* **Task statement**
Could you print every record below exactly as it appears?

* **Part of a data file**
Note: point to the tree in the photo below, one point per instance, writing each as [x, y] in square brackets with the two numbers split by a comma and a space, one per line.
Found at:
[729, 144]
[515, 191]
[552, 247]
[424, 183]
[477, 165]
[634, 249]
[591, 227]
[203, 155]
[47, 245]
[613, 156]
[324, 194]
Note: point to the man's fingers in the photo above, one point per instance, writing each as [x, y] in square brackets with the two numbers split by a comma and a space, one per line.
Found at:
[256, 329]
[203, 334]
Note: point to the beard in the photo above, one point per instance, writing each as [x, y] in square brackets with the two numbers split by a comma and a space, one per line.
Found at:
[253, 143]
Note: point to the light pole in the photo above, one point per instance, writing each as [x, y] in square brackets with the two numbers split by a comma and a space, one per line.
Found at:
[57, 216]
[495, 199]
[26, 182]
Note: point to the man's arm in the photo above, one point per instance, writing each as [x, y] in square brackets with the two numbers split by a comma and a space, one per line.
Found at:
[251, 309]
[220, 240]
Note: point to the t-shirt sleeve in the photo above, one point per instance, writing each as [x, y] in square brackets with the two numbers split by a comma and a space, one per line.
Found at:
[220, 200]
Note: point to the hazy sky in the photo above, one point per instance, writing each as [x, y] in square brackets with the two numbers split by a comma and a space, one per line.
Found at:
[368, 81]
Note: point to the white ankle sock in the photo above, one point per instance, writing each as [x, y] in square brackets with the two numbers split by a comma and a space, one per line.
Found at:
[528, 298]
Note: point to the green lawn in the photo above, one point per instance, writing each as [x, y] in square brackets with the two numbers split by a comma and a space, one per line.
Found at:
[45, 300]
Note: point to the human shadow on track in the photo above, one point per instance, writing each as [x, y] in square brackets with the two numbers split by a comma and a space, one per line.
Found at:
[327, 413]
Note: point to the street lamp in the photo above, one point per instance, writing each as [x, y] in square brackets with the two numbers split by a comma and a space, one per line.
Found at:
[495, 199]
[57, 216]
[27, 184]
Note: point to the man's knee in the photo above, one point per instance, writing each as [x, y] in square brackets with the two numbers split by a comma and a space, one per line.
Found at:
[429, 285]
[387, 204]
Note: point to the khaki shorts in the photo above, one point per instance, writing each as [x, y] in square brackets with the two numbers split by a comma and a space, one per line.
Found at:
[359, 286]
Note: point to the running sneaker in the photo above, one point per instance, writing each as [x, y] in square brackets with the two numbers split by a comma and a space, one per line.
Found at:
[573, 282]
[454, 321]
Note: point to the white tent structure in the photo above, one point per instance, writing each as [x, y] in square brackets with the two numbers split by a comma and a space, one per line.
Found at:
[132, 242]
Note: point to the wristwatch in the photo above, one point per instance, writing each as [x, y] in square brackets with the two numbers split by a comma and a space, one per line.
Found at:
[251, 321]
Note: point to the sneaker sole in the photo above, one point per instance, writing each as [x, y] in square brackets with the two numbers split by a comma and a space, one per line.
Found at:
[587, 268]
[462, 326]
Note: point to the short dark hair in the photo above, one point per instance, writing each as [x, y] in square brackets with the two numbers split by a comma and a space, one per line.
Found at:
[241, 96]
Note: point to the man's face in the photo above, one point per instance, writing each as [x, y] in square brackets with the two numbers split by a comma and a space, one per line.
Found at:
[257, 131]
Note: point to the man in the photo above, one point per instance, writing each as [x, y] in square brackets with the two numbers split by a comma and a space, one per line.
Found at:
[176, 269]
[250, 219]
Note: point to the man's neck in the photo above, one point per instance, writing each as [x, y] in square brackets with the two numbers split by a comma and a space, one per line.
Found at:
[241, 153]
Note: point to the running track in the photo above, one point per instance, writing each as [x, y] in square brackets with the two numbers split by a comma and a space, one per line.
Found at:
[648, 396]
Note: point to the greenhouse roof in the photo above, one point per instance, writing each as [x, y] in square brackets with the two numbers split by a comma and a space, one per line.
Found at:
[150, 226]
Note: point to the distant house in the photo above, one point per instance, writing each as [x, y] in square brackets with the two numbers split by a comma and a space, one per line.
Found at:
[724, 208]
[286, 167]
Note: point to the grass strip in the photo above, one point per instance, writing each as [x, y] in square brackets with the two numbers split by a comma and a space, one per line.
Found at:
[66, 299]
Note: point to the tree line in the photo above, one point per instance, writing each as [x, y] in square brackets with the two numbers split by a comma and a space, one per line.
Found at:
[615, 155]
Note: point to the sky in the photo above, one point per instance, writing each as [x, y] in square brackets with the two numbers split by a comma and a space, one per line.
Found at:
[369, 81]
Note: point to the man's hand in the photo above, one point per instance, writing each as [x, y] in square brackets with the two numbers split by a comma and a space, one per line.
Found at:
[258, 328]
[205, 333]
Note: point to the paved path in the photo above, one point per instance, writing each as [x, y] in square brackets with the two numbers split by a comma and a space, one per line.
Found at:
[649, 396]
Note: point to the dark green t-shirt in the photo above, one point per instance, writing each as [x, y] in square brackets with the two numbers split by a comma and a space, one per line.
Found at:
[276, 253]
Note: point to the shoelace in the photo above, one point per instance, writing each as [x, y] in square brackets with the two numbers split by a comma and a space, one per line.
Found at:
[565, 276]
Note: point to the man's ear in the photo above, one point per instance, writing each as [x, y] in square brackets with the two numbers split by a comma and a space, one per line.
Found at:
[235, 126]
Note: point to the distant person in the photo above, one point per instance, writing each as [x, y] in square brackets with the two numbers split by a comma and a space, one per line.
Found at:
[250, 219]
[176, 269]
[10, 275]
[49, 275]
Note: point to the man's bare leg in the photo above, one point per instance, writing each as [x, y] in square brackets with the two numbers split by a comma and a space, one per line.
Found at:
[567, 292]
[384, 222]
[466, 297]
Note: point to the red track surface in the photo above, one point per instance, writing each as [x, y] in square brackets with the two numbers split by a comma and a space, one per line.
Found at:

* **Answer for the task**
Note: point to the tree in the photo below, one point per instance, writing each as [x, y] in square brackets with the two numbers split by a comma and a space, one per line.
Found at:
[729, 144]
[515, 191]
[552, 247]
[424, 183]
[477, 165]
[634, 249]
[591, 227]
[203, 155]
[47, 245]
[613, 156]
[324, 194]
Note: point to the man's fingers in the photo above, one point per instance, writing each as [x, y] in square brackets with the two numbers split by a comma and a space, one per line.
Found at:
[256, 329]
[203, 334]
Note: point to the beard in the photo above, one point per instance, writing each as [x, y] in square brackets with the two numbers split by a comma and a space, one per line.
Found at:
[253, 143]
Note: point to the light pole in the photo above, one point per instance, writing each as [x, y] in square brackets with the two numbers split by a comma and a space, one per line.
Found at:
[57, 216]
[495, 199]
[26, 182]
Note: point to the man's arm in the photo above, one point per instance, writing each as [x, y] in square brackets with the two numbers split by a comma and a space, one per line.
Found at:
[251, 309]
[220, 240]
Note: point to the t-shirt sleeve in the photo above, one point per instance, writing each as [x, y] in square brackets with the two numbers split by a comma and a space, one per line.
Found at:
[220, 200]
Note: point to the hazy sky in the photo above, one point per instance, writing each as [x, y] in square brackets with the two numbers split by a comma and a space, one per line.
Found at:
[368, 81]
Note: point to the white ankle sock in the photo above, one point per instance, writing each as [x, y] in square brackets with the two numbers split by a comma and a space, one per line.
Found at:
[528, 298]
Note: point to the green lawn in the photo above, one point per instance, writing each as [x, y] in square brackets with the two numbers split by a comma and a space, one per line.
Found at:
[45, 300]
Note: point to the human shadow on track in the photo above, one point per instance, writing each as [x, y] in square brackets with the two numbers split by a comma and a space, one per line.
Found at:
[327, 413]
Note: point to the street lamp in the photo above, one point per instance, writing each as [x, y] in square brackets with the two numbers split by a comma and a space, one per line.
Found at:
[495, 199]
[57, 216]
[27, 184]
Note: point to the man's knee in the photo above, one point per instance, writing each as [x, y] in square brackets with the two numbers split by a comma and a space, one per line.
Found at:
[429, 285]
[387, 204]
Note: point to the khaki shorts in the photo above, one point per instance, writing each as [x, y] in square brackets with the two numbers split by a comma and a space, one per line.
Found at:
[359, 286]
Note: point to the running sneaker in the photo above, one point per instance, writing each as [x, y] in square brackets with the two numbers split by a comma and a space, one per line.
Found at:
[573, 282]
[454, 321]
Note: point to the white tent structure in the photo above, one point per instance, writing each as [x, y] in square brackets with the two numbers split by a comma and a space, one per line.
Found at:
[132, 242]
Note: point to the wristwatch in the photo above, one point per instance, writing each as [x, y] in square brackets with the two numbers split by a comma and a space, one per line.
Found at:
[251, 321]
Note: point to the sneaker sole in the photo above, one point per instance, writing each as [x, y] in square brackets with the two numbers split by a comma and a space, one per line.
Found at:
[587, 268]
[462, 326]
Note: point to the short dark hair in the photo above, one point per instance, writing each as [x, y] in square brackets with the two numbers split by a comma and a space, one per line.
Found at:
[241, 96]
Note: point to the man's face in the photo above, one point per instance, writing each as [x, y] in square brackets with the two numbers split by a comma and a space, one per line.
Found at:
[257, 131]
Note: point to the man in the photo above, one point per instance, writing each as [x, y] in square brackets with the two numbers split by a comma and a space, one per line.
Found at:
[176, 269]
[250, 219]
Note: point to the man's neck in the photo above, one point per instance, writing each as [x, y] in square brackets with the two numbers split by a comma and a space, one per line.
Found at:
[241, 153]
Note: point to the running track in the photo above, one point per instance, writing each as [x, y] in square brackets with the two numbers split by a comma and a space, one per line.
Found at:
[648, 396]
Note: point to the greenhouse roof in the photo above, one point per instance, writing each as [x, y] in square brackets with the two numbers split by a comma and a space, one per line.
Found at:
[150, 226]
Note: point to the distant house in the photo above, one point per instance, writing each as [x, y] in square brackets with the two numbers split by a comma and a space, one per line.
Found at:
[724, 208]
[286, 167]
Note: point to the grass strip in the photo above, one point per instance, writing each as [x, y] in square brackets with the two numbers split by a comma and a space, one per line.
Found at:
[66, 299]
Note: point to the tree line in the photo above, one point per instance, writing each as [x, y] in square brackets with the two numbers split by a comma and a space, one per line.
Found at:
[615, 155]
Note: point to the sky in the photo above, one point per instance, writing each as [x, y] in square brackets with the two numbers split by a comma and a space, one per line.
Found at:
[369, 81]
Note: point to the man's hand in the photo above, one point per instance, writing each as [x, y] in square brackets with the two numbers split by a comma and a space, one per line.
Found at:
[258, 328]
[205, 333]
Note: point to the paved path in the photo above, one point per instance, writing each as [x, y] in square brackets with the two numbers split by a comma and a space, one per line.
Found at:
[649, 396]
Note: point to the dark green t-shirt in the photo above, one point per instance, writing each as [x, y] in square brackets with the two numbers split by a comma and a space, one per line.
Found at:
[276, 253]
Note: point to the shoelace in the photo above, one point per instance, writing each as [x, y] in square brackets with the two numbers split by a comma and a space, one per line.
Found at:
[565, 276]
Note: point to the man's ear in the photo above, one point per instance, writing each as [x, y] in square brackets with the two numbers split by a comma and a space, one per line.
Found at:
[235, 126]
Note: point to the distant person in the photo above, one point per instance, writing each as [x, y] in square brackets with the two numbers split by a comma and a space, one per line.
Found at:
[250, 219]
[176, 269]
[10, 275]
[49, 275]
Note: point to the man's bare leg in the photo above, one point per instance, writing each as [x, y] in square brackets with the two numbers split by a comma and a space, one per line.
Found at:
[567, 292]
[384, 222]
[466, 297]
Note: point to the red track surface in the photo above, one point per instance, writing each as [x, y] in square brackets with the two numbers split by a comma and a space, one per line.
Found at:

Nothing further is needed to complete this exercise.